### Supplied data
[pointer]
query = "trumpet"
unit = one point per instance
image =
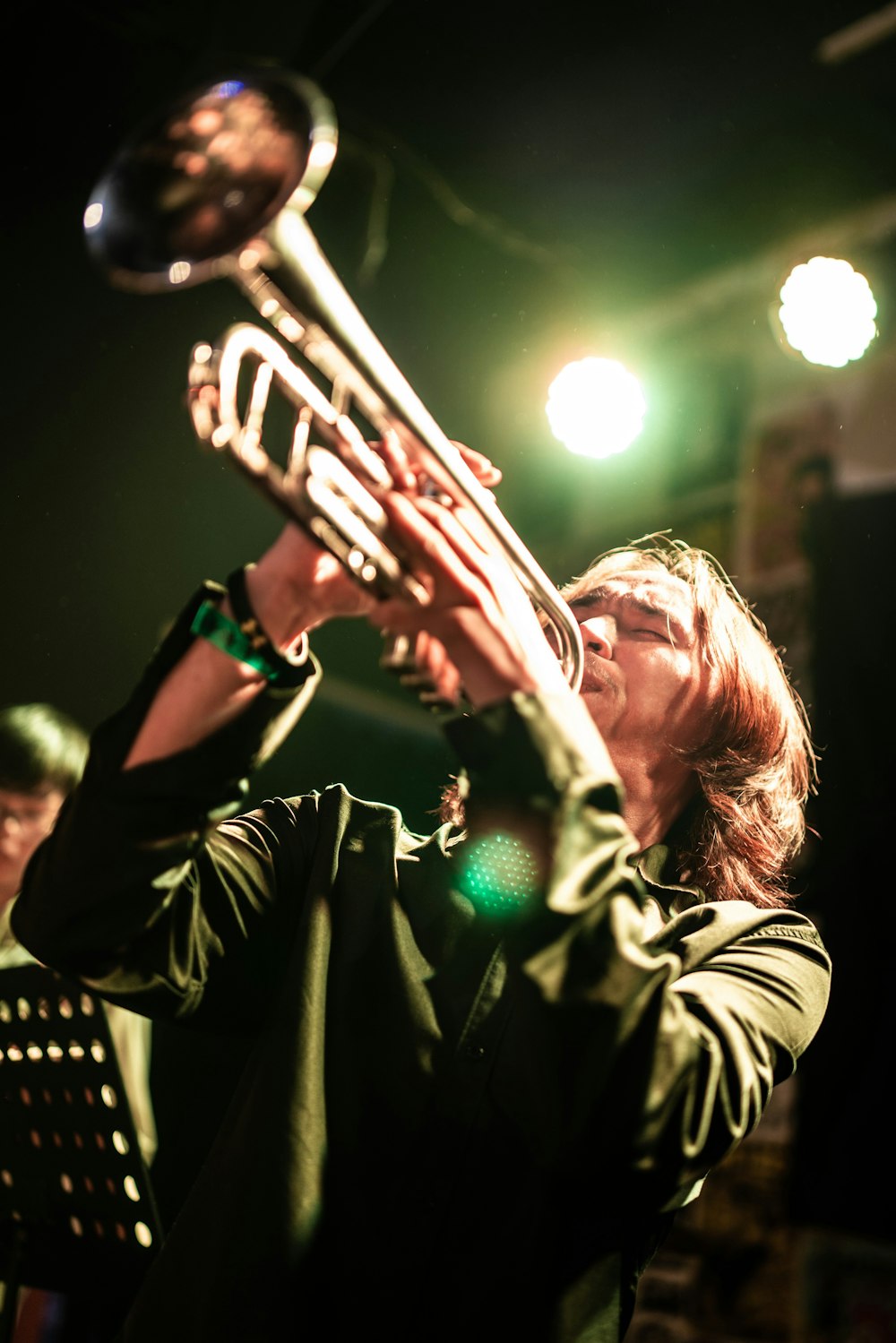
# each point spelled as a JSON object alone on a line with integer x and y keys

...

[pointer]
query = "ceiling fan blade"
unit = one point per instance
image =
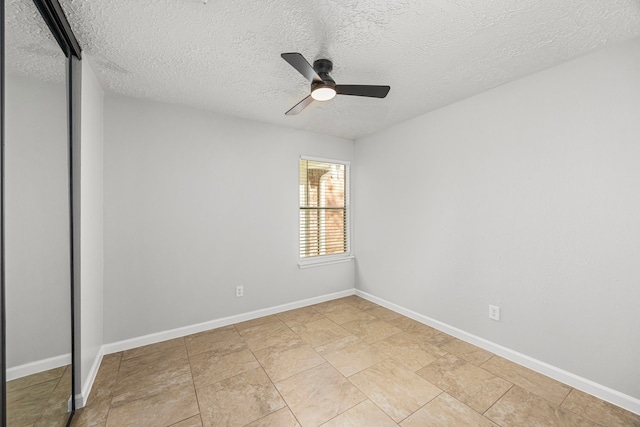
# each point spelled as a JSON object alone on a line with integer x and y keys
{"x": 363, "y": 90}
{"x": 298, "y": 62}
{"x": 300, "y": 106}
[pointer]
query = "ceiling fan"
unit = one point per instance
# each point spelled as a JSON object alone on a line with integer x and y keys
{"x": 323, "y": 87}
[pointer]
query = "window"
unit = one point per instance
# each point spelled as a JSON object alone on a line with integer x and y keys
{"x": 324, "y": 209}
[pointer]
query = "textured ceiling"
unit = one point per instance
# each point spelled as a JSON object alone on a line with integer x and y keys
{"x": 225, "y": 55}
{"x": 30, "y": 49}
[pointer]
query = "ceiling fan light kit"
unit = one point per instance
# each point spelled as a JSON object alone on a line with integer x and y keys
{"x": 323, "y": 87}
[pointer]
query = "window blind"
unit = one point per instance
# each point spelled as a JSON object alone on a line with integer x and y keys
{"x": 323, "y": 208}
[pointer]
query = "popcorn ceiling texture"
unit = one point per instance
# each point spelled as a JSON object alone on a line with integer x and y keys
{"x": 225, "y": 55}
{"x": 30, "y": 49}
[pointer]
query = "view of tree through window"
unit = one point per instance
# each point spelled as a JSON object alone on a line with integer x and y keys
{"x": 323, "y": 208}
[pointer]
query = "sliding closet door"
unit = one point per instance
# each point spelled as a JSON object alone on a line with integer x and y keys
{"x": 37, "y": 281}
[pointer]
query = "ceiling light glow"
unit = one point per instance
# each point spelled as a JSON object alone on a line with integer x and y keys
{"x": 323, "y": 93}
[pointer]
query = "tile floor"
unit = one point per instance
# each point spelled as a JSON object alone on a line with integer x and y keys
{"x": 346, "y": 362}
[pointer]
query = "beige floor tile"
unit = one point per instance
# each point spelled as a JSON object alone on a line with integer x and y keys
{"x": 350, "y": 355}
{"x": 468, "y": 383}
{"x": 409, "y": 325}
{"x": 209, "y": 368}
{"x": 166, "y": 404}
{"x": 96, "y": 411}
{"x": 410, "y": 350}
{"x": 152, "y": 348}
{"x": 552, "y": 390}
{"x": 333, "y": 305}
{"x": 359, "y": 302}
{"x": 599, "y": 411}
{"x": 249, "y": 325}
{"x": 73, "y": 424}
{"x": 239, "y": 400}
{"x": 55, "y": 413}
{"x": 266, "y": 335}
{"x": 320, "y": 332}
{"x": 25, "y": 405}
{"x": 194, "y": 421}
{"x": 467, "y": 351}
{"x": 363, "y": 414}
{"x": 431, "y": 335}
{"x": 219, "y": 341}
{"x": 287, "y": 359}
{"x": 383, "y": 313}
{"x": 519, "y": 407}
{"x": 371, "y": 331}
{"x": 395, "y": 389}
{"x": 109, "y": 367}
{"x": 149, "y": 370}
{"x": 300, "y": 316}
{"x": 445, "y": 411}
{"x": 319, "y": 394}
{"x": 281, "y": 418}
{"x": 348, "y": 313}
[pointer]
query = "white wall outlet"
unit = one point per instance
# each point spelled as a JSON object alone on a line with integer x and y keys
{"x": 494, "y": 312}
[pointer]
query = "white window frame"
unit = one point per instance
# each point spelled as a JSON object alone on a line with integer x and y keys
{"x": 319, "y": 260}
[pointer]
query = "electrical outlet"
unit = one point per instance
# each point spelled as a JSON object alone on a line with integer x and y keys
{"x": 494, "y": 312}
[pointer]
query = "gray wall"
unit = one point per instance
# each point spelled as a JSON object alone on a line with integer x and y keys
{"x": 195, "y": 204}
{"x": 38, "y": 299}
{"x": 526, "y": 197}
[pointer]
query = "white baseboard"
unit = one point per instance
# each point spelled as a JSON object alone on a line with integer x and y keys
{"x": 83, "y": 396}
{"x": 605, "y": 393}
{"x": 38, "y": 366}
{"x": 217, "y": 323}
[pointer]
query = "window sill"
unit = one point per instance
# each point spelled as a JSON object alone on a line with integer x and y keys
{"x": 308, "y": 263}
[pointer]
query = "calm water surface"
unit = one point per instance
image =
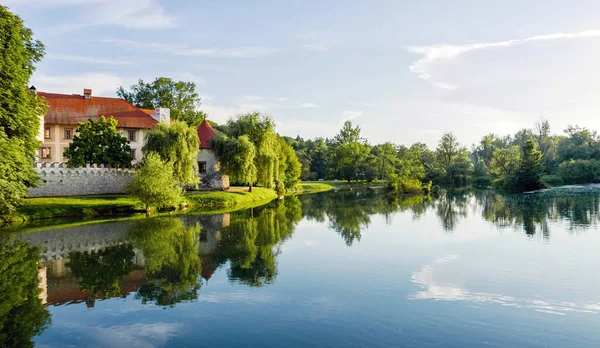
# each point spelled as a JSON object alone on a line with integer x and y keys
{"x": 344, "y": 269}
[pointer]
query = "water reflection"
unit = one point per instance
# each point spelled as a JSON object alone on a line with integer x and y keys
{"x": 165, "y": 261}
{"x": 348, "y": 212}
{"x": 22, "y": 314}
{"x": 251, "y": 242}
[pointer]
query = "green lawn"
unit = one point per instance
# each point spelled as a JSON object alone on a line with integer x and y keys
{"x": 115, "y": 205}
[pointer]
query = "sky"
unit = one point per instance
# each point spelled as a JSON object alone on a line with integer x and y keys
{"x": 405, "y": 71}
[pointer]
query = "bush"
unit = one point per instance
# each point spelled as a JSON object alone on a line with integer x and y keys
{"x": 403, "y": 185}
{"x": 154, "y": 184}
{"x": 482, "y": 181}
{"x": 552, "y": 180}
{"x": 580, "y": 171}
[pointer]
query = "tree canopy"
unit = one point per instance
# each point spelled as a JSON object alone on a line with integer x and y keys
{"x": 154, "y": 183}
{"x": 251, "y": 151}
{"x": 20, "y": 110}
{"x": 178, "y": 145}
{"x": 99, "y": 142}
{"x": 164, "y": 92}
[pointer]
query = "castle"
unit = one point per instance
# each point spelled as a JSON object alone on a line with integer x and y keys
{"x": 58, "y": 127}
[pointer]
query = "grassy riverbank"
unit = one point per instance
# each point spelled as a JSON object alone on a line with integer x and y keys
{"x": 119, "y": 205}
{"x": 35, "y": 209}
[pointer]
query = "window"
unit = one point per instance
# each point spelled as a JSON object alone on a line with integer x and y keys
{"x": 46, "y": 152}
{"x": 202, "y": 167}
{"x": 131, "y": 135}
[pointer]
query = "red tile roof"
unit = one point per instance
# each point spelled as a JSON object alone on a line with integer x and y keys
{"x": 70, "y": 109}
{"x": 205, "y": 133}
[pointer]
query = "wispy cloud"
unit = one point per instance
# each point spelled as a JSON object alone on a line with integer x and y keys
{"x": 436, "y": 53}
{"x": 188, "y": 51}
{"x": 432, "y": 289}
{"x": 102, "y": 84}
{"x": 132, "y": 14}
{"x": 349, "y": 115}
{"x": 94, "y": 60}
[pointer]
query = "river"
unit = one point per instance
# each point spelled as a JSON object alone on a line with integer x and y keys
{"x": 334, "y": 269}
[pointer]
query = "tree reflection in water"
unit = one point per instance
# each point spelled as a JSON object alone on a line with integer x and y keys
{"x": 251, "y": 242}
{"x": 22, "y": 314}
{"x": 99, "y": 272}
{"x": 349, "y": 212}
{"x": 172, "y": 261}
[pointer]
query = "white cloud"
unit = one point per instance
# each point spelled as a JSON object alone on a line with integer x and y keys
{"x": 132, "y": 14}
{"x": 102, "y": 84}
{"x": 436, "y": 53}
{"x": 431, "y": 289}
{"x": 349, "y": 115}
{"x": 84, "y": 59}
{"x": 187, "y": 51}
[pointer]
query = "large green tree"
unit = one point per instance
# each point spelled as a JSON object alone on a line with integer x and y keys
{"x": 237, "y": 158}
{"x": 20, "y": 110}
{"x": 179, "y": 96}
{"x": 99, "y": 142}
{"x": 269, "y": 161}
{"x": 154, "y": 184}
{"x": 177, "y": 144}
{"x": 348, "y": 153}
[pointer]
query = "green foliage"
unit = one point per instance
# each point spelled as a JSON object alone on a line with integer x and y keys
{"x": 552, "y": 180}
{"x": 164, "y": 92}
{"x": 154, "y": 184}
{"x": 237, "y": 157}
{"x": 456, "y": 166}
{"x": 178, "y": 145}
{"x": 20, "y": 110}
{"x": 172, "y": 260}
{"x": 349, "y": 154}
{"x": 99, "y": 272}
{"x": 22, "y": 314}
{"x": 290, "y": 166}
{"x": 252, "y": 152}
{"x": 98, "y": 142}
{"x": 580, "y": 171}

### What you have to do
Report every line in the records that contains the string "tile", copying each such line in full.

### Result for this exercise
query = "tile floor"
query = "beige floor tile"
query = "red tile roof"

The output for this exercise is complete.